## Text provided:

•••••

Wednesday, October 28, 2009

On the Ninth Night of Halloween, A Guest Writer Saved My Ass!

Thank goodness for Joe Sacksteder, writer and burgeoning film maker/actor/goalie, for jumping in and writing the following Halloweenish essay about scary stuff. Woo Hoo!

These are a few of my scariest things

by Joe Sacksteder

Raindrops on roses and whiskers on kittens, bright copper kettles and warm woolen mittens, and indiscernible evils presented at a great distance from the viewer…

I’ve always maintained that the highest form of humor is seeing humans get hit with objects from far away, especially when you can view the object’s entire trajectory. This makes the classic “kid getting hit with a basketball” the funniest thing I’ve ever seen:



Similarly, the farther away you present your horror movie monster, the scarier I will find it. This reactions seems contrary to logic– as the closer a monster is to you the more likely it will be to eat your brains. Maybe seeing the monster from far away allows me as the viewer to paint more horrific details onto the creature than the best special effects possibly can up close? Maybe I’ve seen monsters up close so many times in movies that seeing them from far away lends an uncanniness to the image? Maybe I’m worried that the creature will move towards me, will start to shorten the distance?

Best example: in It when you see the photograph come alive, and Pennywise approaches the foreground from way down the street. Yeah, It… don’t judge.

Girls in white dresses with blue satin sashes, snowflakes that stay on my nose and eyelashes, and my favorite cliché of horror films which is the obligatory investigation into the seed or originating locus of a cancerous evil…

The AV Club recently compiled their contributors’ 25 favorite and least favorite film clichés. Hired by the AV Club and asked for my two cents (regarding horror films), I would name my least favorite cliché as mundane sounds made scary merely by their suddenness and amplification (let me add the bathroom mirror sliding back to reveal someone standing behind the subject… ditto with the fridge door).

However, almost without fail – usually about one hour into the horror film – the protagonists sift through history to uncover the germination of whatever evil plagues them. Preferably it is a brisk, cloudy, fall day, and our main characters are dressed like a Land’s End catalogue. They are tired, having been forced to stay up last night making sense of illusive connections, only Dixie cups of fifty cent coffee to keep them awake. Alas – now only period films can use microfiche. 1990s movies are leant a further charm by their attempts to include the burgeoning technology of the intarweb. Frustration is finally relieved by that ghastly Aha! moment when the pieces start to fall together. More than the actual research, I love how this story structure lends to presenting evil as cancerous – with a grotesque locus that the characters must untangle.

Best example: The Ring.

When the dog bites, when the bees sting, when familiar objects are presented in a foreign way, contributing to a feeling of “uncanniness"…

Three illustrative vignettes:

One intoxicated night in college, I participated in the forbidden activity of tunneling. With friends, I climbed over a coal pile at the power plant – this was the only never‑locked entrance into the series of underground tunnels that connected every building on campus. Deep in Minnesota winters, the heat retained in these tunnels melts geometric lines of dead grass in the campus above. We neglected to trail a string behind us, and I began to get worried as chain‑link grates continually caused us to backtrack haphazardly. Deep into our journey – by now hopelessly lost – we came across a plastic chair devoid of function. Even more uncannily, it faced the wall. I guess an amorphous, cannibalistic blob would, in retrospect, have horrified me more at that moment… but since one so seldom encounters such blobs in real life, this lonely chair will have to do.

•••••

## Records:
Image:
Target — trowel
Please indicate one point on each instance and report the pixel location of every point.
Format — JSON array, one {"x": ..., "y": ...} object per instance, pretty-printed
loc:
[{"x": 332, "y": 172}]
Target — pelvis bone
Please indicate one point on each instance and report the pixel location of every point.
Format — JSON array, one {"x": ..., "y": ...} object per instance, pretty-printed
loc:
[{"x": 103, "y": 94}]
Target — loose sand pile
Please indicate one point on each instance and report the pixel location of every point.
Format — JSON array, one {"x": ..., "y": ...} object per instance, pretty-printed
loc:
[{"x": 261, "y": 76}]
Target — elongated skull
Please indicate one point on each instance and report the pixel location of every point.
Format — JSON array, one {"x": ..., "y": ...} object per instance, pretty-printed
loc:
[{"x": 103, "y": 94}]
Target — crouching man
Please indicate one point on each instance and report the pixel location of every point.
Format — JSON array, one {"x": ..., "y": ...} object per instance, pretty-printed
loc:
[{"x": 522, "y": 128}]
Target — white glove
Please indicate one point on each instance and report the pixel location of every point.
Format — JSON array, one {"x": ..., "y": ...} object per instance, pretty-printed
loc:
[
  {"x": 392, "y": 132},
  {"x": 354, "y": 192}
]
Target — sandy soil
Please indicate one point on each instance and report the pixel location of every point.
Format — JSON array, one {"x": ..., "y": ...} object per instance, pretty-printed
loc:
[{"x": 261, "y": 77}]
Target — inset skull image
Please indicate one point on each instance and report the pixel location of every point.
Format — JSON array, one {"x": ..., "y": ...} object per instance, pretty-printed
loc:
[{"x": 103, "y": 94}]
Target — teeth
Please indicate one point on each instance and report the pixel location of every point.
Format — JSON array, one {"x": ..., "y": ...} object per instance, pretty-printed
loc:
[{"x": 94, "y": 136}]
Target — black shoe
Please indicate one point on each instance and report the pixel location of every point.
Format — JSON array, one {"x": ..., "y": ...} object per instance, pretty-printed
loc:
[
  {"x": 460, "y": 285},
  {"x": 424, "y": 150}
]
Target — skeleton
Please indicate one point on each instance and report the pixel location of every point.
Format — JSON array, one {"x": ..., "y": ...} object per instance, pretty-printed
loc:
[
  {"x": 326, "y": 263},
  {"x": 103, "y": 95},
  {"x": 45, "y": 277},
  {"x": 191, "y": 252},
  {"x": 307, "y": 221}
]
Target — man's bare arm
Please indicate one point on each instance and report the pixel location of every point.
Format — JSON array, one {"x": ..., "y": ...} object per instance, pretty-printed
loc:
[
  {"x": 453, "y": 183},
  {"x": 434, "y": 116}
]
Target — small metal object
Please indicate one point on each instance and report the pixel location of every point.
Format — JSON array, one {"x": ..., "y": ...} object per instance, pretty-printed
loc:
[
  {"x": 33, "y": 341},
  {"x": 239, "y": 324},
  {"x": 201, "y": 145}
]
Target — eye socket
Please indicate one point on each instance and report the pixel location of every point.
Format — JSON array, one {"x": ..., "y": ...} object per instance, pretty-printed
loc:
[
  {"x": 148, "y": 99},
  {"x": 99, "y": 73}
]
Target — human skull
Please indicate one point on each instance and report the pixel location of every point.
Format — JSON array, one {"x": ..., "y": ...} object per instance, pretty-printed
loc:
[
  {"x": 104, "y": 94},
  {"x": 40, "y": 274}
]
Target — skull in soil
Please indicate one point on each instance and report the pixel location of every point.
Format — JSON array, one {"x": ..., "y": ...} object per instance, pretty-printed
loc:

•••••

## Exercises to complete:
A. Retype the guest essay from "The AV Club recently" down to "the fridge door).".
B. List every role the guest essay's introduction gives Joe Sacksteder.

## Solutions by task:
A.
The AV Club recently compiled their contributors’ 25 favorite and least favorite film clichés. Hired by the AV Club and asked for my two cents (regarding horror films), I would name my least favorite cliché as mundane sounds made scary merely by their suddenness and amplification (let me add the bathroom mirror sliding back to reveal someone standing behind the subject… ditto with the fridge door).

B. writer, film maker, actor, goalie